The operation was quickly executed with military efficiency: a large but empty block of apartments stood beside a grassy field on 5 Wing Goose Bay, but as autumn arrived (before any snow fell) men and equipment spent a little over a week tearing it down and cleaning up the site until almost every sign of the well-built structure was erased from the bulldozed ground.
The demolition took place so fast it was hardly noticed, even though it happened beside one of the base’s busiest streets. Now, the building is hardly missed — having been only one of a large collection of residences that stand empty on the Department of National Defence’s (DND) Goose Bay property.
Over the years of the base’s decline, and despite a high local need, many useful structures have been torn down and most townspeople, even those who have nowhere to live, have grown numb to the wasteful practice and to the federal government’s apparent attitude that it has no responsibility to help alleviate a chronic shortage of homes.
That shortage has been growing throughout Labrador for decades and it now threatens to overwhelm the few services available to people who are trying to survive on low incomes.
While federal tax money is spent on maintaining and heating hundreds of empty flats and private married quarters on 5 Wing Goose Bay, elsewhere in town an unknown but large number of men, women and children are often being forced into overcrowded and unsafe conditions.
The most vulnerable — the poor, the sick and the addicted — face horrendous choices, if they are actually able to choose. They must either pass the most bitterly cold weeks of the year by camping in woods on the skirts of subdivisions, or by begging for lodging night-to-night from friends and acquaintances, or by surrendering their dignity and most (if not all) of their money to often-abusive provincially supported slumlords. Or, in what is perhaps the safest and most secure option, they can commit a crime that will see them locked up snug and warm in the Labrador Correctional Centre.
New housing units are going up in central Labrador, but nowhere near as many as are needed, or in the right price range. The few numbers do little to alleviate any measure of the current shortage, a shortage growing steadily worse because of a recent influx of badly required service workers, a shortage that will become explosive if any new megaproject is actually started in Labrador.
The mayor — Leo Abbass of Happy Valley-Goose Bay, that is — says it himself:
“I’d hate to think that businesses in our community are not able to get workers simply because of a shortage of housing … whether they be teachers, nurses, construction workers. Right now we’re experiencing a shortage and, as I say that, we’ve seen record numbers of new houses going up in the area. It’s almost like there’s a contradiction there: all these new units going up, but the supply is not meeting the demand.”
As a significant aside — and to add yet another “contradiction” to the situation — much of Labrador’s building industry is being supported by house construction in Sheshatshiu. Despite that, many in that community point to numerous boarded-up homes to illustrate that their community, at least, is not really suffering from a shortage and that the pressure to build comes more from politics and profits than from need.
In the meantime, while the municipal council of Happy Valley-Goose Bay tries to figure out what to do, the province continues only to dribble funds that seem to benefit shady landlords more than disadvantaged citizens, while keeping some of the Newfoundland and Labrador Housing Corp.’s own low-income housing stock locked and empty.
As the only agencies capable of instantly and close to permanently solving the problem, the federal government and DND have offered no good reasons why many perfectly adequate rooms, apartments and houses have to stay uselessly empty.

Data shown

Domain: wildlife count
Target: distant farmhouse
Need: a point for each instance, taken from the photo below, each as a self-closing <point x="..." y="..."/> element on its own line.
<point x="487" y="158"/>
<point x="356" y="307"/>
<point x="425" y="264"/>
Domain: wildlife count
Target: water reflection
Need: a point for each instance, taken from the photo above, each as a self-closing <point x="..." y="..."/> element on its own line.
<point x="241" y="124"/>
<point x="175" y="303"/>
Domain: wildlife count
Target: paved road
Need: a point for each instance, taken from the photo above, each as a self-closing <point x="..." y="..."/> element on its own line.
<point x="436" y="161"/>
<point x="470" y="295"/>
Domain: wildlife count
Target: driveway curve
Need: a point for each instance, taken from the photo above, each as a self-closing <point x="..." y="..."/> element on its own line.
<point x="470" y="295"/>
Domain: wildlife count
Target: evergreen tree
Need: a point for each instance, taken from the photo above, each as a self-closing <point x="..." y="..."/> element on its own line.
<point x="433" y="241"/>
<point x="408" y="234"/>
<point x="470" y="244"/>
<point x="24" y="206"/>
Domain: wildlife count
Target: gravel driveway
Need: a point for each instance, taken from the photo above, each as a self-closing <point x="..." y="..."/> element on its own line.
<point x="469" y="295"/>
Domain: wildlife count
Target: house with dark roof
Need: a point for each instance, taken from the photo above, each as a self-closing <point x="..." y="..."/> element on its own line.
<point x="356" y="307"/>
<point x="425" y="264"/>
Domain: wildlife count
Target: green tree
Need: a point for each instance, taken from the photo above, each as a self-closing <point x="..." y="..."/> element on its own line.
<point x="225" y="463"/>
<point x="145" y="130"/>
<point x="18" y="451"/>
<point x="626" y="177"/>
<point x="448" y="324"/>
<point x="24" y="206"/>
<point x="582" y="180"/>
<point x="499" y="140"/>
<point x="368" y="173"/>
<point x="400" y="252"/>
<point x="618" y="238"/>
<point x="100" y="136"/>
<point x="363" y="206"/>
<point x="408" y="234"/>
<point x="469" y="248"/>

What you are asked to do
In the article on the housing shortage in Goose Bay, how long did it take to tear down the empty apartment block and clean up the site?

Result for this exercise
A little over a week.